Given data Block Start
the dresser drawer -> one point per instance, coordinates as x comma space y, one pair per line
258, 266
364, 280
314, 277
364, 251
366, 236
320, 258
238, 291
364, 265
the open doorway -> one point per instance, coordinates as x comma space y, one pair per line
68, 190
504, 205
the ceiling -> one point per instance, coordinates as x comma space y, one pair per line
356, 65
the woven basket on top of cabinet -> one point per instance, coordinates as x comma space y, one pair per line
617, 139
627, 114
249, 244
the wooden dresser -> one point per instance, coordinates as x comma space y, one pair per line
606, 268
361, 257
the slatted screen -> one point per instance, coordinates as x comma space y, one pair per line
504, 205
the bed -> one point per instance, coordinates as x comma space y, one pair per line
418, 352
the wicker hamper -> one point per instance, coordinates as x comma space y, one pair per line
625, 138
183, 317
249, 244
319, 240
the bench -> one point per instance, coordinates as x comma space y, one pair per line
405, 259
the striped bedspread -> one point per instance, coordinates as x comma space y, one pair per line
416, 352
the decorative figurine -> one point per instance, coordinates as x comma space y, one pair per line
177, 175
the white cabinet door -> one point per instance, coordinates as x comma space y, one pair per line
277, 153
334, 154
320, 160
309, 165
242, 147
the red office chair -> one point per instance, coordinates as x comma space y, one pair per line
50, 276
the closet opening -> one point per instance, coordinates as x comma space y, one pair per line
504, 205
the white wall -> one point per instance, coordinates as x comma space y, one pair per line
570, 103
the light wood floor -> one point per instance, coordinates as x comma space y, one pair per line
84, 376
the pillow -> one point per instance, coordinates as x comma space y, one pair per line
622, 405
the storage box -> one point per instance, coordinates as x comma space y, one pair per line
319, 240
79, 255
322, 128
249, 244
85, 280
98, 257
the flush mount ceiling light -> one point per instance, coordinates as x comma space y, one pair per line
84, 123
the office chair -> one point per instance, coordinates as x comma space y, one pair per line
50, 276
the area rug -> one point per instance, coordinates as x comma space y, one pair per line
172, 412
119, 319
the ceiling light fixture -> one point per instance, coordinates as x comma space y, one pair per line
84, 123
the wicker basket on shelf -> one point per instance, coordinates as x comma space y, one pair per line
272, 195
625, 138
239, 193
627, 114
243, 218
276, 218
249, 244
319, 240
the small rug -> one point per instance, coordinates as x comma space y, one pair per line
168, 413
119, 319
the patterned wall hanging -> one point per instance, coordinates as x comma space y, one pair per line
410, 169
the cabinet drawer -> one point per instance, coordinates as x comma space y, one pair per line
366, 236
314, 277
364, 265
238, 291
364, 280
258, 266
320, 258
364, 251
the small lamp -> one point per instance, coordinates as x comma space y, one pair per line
Given data Block End
#### Assigned task:
Word for word, restate the line that contains "the cabinet drawer" and each line after it, up to and including the last line of the listing; include nothing else.

#### Output for this exercise:
the cabinet drawer -> one point per instance, coordinates as x comma space y, one pair per line
366, 236
314, 277
364, 265
238, 291
364, 280
258, 266
320, 258
364, 251
the small lamp -> one point per instance, coordinates as x comma space y, one pair per line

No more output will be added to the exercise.